### Given problem
Arrange the rows as a two-column CSV with the headers instruction and output, starting at the row that contains "Note: for every instance of the shadow on cutting" and stopping after the row that contains "[[957, 388]]". Each text and its answer form one CSV record, with each field quoted and any line breaks replaced by spaces.

::::::

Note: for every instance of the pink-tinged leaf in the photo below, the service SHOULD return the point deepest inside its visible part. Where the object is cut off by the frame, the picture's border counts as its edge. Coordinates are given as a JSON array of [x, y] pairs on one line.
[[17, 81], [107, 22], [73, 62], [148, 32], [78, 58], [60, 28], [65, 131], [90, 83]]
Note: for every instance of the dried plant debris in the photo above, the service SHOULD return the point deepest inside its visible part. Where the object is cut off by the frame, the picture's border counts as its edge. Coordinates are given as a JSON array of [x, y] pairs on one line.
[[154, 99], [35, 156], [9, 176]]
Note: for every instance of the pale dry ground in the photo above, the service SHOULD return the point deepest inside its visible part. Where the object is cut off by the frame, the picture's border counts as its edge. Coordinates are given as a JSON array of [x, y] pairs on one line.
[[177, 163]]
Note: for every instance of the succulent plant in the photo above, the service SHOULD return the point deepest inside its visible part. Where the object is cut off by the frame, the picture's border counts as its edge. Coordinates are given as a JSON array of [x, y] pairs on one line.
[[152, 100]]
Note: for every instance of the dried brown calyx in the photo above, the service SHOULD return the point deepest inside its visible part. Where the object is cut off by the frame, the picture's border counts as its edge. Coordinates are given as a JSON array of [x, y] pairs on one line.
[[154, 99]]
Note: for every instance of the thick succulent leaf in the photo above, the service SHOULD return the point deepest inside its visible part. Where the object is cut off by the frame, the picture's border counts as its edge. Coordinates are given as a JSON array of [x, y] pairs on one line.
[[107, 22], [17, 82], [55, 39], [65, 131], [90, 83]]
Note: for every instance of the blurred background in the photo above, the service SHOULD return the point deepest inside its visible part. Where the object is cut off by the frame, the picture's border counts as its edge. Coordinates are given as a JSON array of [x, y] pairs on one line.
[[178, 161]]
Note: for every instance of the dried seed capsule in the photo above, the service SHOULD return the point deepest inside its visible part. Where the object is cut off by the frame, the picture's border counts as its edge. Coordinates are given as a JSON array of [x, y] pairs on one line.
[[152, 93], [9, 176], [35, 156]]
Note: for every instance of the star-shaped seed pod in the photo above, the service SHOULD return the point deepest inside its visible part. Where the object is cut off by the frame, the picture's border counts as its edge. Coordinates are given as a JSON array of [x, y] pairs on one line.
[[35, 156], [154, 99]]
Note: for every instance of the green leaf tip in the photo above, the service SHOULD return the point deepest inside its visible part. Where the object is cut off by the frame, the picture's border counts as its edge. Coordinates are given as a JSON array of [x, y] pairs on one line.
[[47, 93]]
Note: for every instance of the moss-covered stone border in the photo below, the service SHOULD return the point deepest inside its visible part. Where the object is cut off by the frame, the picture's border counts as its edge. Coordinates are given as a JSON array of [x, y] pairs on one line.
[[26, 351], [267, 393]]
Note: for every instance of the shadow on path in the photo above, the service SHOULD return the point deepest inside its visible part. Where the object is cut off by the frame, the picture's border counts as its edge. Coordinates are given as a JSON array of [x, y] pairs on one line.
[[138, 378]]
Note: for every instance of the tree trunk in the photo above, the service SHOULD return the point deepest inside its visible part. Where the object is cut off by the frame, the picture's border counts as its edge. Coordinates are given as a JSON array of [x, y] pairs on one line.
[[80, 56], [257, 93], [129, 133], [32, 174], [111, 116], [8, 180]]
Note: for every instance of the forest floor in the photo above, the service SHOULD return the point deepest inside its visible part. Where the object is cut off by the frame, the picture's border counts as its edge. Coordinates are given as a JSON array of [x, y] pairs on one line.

::::::

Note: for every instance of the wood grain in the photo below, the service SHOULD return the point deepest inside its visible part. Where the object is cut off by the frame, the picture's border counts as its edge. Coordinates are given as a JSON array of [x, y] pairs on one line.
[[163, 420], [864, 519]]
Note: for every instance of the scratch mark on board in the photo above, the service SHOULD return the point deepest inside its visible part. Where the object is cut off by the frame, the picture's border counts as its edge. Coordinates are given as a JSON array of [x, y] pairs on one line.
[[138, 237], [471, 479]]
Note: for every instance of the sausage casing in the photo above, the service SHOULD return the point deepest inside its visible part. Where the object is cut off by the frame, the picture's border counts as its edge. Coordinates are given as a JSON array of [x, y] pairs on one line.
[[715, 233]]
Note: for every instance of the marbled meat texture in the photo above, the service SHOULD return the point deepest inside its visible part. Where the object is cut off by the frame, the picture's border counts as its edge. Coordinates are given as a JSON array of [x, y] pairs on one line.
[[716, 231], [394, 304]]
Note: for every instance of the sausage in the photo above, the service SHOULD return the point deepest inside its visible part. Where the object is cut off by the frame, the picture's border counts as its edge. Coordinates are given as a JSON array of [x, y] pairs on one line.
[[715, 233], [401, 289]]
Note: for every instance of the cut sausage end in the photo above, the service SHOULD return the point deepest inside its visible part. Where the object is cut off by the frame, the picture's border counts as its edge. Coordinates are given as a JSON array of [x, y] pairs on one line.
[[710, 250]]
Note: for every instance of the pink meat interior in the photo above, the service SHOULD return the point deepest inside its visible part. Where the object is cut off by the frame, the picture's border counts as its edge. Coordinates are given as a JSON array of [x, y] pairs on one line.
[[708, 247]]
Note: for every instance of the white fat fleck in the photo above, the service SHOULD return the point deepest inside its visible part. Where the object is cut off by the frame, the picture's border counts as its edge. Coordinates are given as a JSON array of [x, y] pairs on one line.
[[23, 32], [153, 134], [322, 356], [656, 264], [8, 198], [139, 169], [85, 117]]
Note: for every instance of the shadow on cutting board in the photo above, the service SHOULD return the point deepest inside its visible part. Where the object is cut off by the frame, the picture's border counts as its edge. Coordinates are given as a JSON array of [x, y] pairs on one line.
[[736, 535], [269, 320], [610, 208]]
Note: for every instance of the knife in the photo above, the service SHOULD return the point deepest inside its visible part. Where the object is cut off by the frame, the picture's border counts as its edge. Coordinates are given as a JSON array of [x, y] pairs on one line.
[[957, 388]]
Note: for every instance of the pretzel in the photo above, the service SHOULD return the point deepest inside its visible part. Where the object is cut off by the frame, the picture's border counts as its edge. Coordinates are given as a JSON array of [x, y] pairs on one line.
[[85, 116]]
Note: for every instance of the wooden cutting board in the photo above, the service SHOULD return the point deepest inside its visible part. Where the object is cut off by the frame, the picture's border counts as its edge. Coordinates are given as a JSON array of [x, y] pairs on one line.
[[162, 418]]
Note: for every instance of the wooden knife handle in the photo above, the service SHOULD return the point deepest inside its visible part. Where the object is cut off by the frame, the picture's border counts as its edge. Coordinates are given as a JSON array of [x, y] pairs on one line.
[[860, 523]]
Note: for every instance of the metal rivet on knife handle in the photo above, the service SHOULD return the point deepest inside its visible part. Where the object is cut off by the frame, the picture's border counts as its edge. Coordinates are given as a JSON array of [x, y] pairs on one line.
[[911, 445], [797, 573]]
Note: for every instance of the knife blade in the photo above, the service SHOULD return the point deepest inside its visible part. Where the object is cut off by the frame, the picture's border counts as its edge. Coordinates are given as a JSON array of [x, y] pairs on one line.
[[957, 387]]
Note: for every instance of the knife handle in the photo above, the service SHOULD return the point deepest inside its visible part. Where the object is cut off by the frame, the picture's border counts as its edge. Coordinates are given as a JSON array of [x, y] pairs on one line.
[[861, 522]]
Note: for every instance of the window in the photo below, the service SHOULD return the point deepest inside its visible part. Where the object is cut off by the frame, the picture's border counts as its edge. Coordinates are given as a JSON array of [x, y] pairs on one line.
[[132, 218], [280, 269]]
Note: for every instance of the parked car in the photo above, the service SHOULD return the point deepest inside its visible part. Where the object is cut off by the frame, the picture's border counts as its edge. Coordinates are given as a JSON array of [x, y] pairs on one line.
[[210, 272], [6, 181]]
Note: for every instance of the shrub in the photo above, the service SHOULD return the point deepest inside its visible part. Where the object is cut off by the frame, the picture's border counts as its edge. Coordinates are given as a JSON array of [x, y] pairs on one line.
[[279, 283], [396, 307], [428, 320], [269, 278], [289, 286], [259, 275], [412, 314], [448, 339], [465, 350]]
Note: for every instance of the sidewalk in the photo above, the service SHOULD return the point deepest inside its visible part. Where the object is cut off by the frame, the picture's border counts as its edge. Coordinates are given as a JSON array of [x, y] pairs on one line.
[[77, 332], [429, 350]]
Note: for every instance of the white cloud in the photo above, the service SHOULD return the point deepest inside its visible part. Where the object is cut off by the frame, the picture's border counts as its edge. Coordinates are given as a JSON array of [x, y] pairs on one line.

::::::

### Result of this task
instruction,output
"Note: for every instance of the shadow on cutting board in the photo above, the service SHOULD return the point deepest inside its visible part. Where the object is cut off by the frame, the picture's border counts as its edge. Coordinates are given as a JSON array of [x, y] pairs on one line.","[[736, 535], [269, 320], [610, 208]]"
"Note: for every instance of the knife in the photo above, the service SHOULD return the point deepest inside its visible part. Where the object is cut off by the frame, the picture's border counts as its edge. Coordinates are given as a JSON array of [x, y] pairs on one line.","[[957, 388]]"